- [Set problem] Reproduce every row below word for word, but leave the pictures out.

- [Provided information]
__________

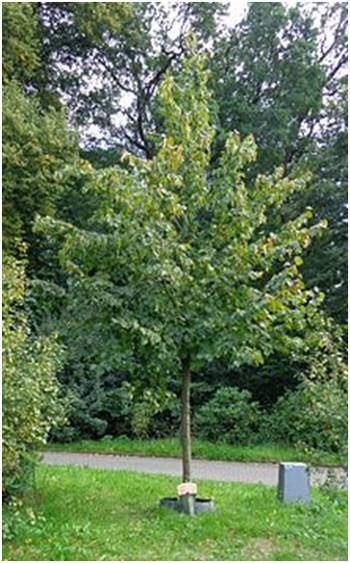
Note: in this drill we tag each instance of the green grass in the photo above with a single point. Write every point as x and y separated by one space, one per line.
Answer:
201 450
86 514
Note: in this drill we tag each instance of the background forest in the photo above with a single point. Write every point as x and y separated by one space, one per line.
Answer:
80 85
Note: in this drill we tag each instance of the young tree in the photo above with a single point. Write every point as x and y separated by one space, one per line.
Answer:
177 258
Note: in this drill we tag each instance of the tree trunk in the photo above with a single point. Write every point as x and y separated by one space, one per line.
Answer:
186 423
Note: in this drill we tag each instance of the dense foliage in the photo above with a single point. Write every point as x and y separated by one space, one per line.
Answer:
315 414
230 417
31 403
129 269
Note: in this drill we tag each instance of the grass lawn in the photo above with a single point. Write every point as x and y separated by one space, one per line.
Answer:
201 450
97 515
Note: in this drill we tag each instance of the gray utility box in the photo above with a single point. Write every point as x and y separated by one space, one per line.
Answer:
294 483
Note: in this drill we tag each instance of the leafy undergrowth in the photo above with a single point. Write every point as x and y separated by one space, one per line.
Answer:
201 450
84 514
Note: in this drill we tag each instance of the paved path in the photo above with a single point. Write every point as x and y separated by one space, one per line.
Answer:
266 473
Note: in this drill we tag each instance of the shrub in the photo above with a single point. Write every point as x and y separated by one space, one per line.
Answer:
31 404
229 416
315 414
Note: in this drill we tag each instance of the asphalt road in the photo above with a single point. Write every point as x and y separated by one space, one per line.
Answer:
266 473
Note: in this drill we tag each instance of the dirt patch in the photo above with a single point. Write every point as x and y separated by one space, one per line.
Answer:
259 546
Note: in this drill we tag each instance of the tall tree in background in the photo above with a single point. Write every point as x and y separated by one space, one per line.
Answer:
178 259
278 74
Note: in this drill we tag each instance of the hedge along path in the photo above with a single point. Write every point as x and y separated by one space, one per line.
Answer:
247 472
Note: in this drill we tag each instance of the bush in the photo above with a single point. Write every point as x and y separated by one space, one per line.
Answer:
229 416
31 404
315 414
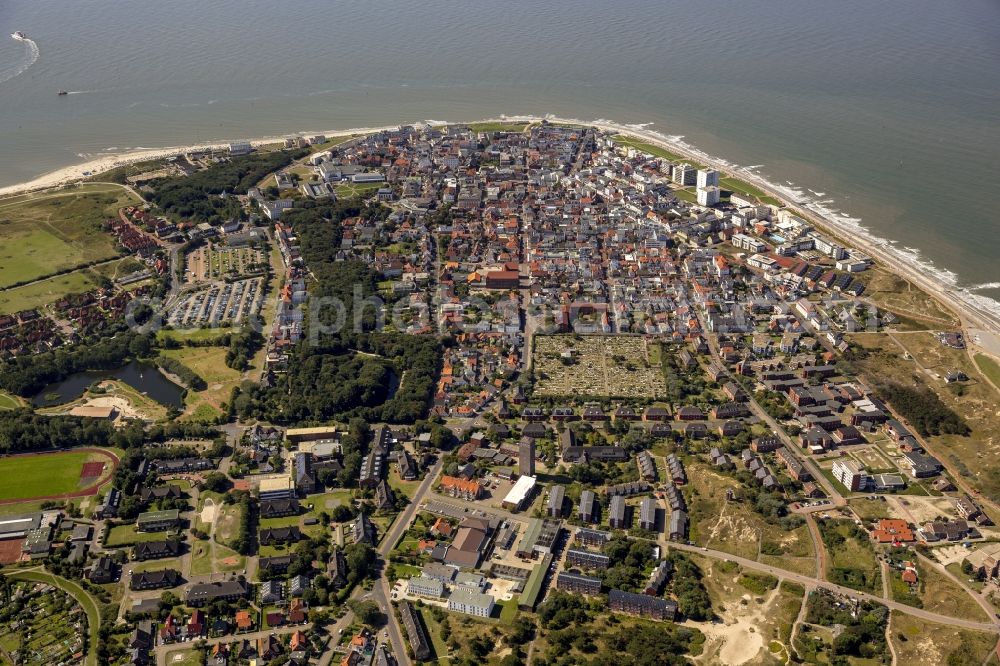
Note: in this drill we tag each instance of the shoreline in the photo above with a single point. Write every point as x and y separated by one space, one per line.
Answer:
978 313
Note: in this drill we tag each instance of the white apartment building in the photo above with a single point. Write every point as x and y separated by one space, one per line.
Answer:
470 602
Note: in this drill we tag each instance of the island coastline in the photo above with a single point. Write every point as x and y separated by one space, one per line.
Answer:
981 315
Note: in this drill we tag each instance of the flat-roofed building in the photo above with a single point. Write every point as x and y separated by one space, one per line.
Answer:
158 521
538 538
276 487
593 538
519 494
647 514
557 499
571 582
470 602
587 511
586 559
422 586
617 513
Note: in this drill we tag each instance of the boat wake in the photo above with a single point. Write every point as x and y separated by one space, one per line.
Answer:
31 53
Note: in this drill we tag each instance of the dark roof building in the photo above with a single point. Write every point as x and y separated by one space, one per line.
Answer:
642 605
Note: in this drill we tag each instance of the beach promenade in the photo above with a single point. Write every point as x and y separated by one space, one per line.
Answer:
978 314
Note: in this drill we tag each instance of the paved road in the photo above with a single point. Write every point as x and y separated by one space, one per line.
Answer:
817 546
379 592
161 651
832 492
381 588
807 581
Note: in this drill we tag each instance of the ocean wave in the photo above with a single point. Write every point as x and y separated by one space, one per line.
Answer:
31 53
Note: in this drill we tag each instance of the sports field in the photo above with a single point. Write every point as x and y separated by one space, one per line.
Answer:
50 232
51 474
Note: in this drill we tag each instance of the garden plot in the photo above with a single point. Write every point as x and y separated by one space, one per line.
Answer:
614 366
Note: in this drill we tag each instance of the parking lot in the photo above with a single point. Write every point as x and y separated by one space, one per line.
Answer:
229 303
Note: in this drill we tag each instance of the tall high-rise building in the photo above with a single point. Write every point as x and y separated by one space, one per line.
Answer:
708 178
684 174
708 196
526 457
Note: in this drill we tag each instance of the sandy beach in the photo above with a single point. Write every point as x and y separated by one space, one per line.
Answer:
979 314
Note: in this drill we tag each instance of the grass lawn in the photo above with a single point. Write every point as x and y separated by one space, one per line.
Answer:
26 477
434 632
50 232
327 501
40 294
508 611
870 509
685 195
201 556
919 642
940 594
407 488
734 527
194 334
653 150
740 186
349 190
90 606
8 401
155 565
892 292
850 558
989 367
121 535
972 457
405 571
209 363
185 658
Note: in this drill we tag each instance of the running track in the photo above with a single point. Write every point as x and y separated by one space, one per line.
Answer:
85 492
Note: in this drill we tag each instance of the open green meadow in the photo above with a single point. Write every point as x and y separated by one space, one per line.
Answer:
26 477
44 292
989 367
8 402
50 232
89 605
350 190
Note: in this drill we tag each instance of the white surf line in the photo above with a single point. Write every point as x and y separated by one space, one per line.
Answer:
31 50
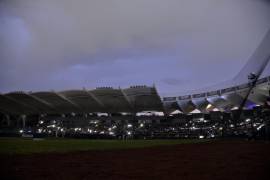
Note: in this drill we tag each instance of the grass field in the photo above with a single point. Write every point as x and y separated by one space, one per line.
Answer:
28 146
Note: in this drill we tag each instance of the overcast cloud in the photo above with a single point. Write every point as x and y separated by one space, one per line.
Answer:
178 45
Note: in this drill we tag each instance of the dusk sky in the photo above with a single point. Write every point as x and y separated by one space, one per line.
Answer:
178 45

__________

- [Exercise result]
Note: in this drill we tag each instance of the green grass in the photo above with a single point. Write every point as x and y separated by one space, one per line.
Answer:
201 450
86 514
Note: in this drill we tag each instance of the background forest in the photo above with a single point. Write every point as x and y separated by one space, one per line.
Answer:
80 85
Note: in this drill we tag each instance of the young tree in the photo above with a single point. Write every point as x and y separated by one space, one per line.
Answer:
177 258
Note: in this drill we tag each instance of the tree trunk in the photo above with a single point. Write every point as x and y separated by one space, one per line.
Answer:
186 423
Note: in this drill we tag each instance of the dense foliage in the photo above with a single point. Write every point as x and y separated by one space, one per line.
Answer:
315 414
230 417
31 403
129 269
Note: in this drill we tag each instance of the grass lawn in the photo above with a single point. Write every point as x and y separated by one space, one per line.
Answer:
201 450
97 515
Note: in this drill we tag each instance of the gray utility box in the photo above with a single point. Write every point as x and y separated by one space, one per line.
Answer:
294 483
Note: in this drill we tag each instance of the leafy undergrowth in the photo above with a single point. Write every point as x and y separated by one space, one per line.
Answer:
201 450
84 514
Note: in this drill we tag each instance of the paved path in the photo above with a single point. Write every point as x and y separated by one space, one per line.
Answer:
266 473
Note: in this drill we tag each instance of the shrub in the photo above with a single point. Write every point as x and y separated by one space, one per line.
Answer:
31 404
229 416
315 414
Note: in this drill we tag each instance of the asphalt road in the photo above with a single point. Write every point as x and y separated by one space, one per line.
Answer:
266 473
Note: in this drill we tag each instance of the dirt patch in the photo above with a single point. Write every point as x and y separated by one space, one per line.
Answer:
259 546
Note: in this drill we tag each instance of the tall tree in background in the photo above with a single point. Write every point as x and y separated by one space, one per line.
Answer:
178 259
278 74
Note: in this drill we tag each instance of the hedge along path in the photo above with a single point. Write every point as x and y separated by one space, one per line.
Answer:
247 472
Note: in this drill we tag each instance of the bush in the photo above with a single point. Write every point as x and y separated by one space, one per line.
Answer:
229 416
31 404
315 414
Note: in this drill we tag each instance of the shoreline in the photo above with a single point. Write every point as x and y separated by one space, one per line.
Answer:
978 313
Note: in this drill we tag each instance of the white apartment building in the photo above with a single point. Write every point as x and y separated by one space, one per line.
Answer:
470 602
Note: in this drill we tag each instance of the island coastline in the photo above with a single point. Write every point as x and y separated by one space, one per line.
Answer:
981 315
Note: in this drill we tag each instance of the flat-roofed building in the photo above with a single point. Write every point as x and y separated by one space, one per line.
Answer:
158 521
538 538
276 487
593 538
519 494
647 514
557 499
571 582
470 602
587 511
586 559
422 586
617 513
Note: in this drill we tag each instance of the boat wake in the photo above with a single point. Write every point as x and y separated by one space, one per line.
Answer:
31 53
Note: in this drill we tag each instance of the dark roof building in the photo above with a single point. Write every point as x and y separated by one space, one per line.
Answer:
642 605
Note: in this drill we tag each instance of the beach promenade in the photo above with a single point. Write every point as x and y separated by one space, one per line.
Answer:
978 314
Note: in this drill we tag each instance of the paved road in the photo above with a single point. Write every point as x and y separated by one space, one per line.
Answer:
817 546
379 592
161 651
832 492
381 588
807 581
Note: in this drill we tag each instance of the ocean wave in the photo above with a single point. Write every point as x and y separated by one space, one per line.
Answer:
31 53
Note: in this drill we tag each instance of the sports field in the photo above with a single point. Write every point as x and y separated by one space, one per line.
Answer:
50 232
51 474
Note: in this drill we tag each instance of the garden plot in the photo above with a single point. Write every point as x and y separated by one space, one per line.
Answer:
614 366
Note: in this drill we tag each instance of the parking lot in the photo above with a single point. Write every point as x and y separated by one space, one per line.
Answer:
229 303
Note: in this drill we tag each instance of the tall high-rise building in the photo above with a single point. Write every point as x and y separated by one space, one per line.
Answer:
708 178
684 174
708 196
526 457
Note: in this drill we tag each instance of the sandy beach in the photo above with a single point. Write every point as x and y separated by one space, one per line.
Answer:
979 314
Note: in this drill we tag each instance of the grass lawn in the photo above with a single point. Write every point as x and y separated by one space, one per line.
Answer:
26 477
434 632
50 232
327 501
40 294
508 611
870 509
685 195
201 556
919 642
940 594
407 488
734 527
194 334
653 150
740 186
349 190
90 606
8 401
155 565
892 292
850 558
989 367
121 535
972 457
405 571
209 363
185 658
Note: in this drill we tag each instance of the running track in the photo above with a single point. Write every point as x and y separated by one space, one per line.
Answer:
85 492
Note: in this drill we tag each instance of the open green meadow in the photo above with a single point. Write every point as x and y separated by one space, one per line.
Answer:
26 477
44 292
989 367
8 402
50 232
89 605
350 190
Note: in this drill we tag each instance of the white surf line in the photo above with a single point. Write every point as x and y separated by one space, one per line.
Answer:
31 50
Note: in this drill we tag each instance of the grass field in the photo above with a single point. Write every point as x and y separated by one space, one per line.
Answer:
28 146
Note: in this drill we tag each instance of the overcast cloud in the photo above with a single point. Write every point as x and y separated by one space, one per line.
Answer:
178 45
Note: in this drill we tag each instance of the dusk sky in the photo above with a single point. Write every point as x and y separated by one space, one per line.
Answer:
178 45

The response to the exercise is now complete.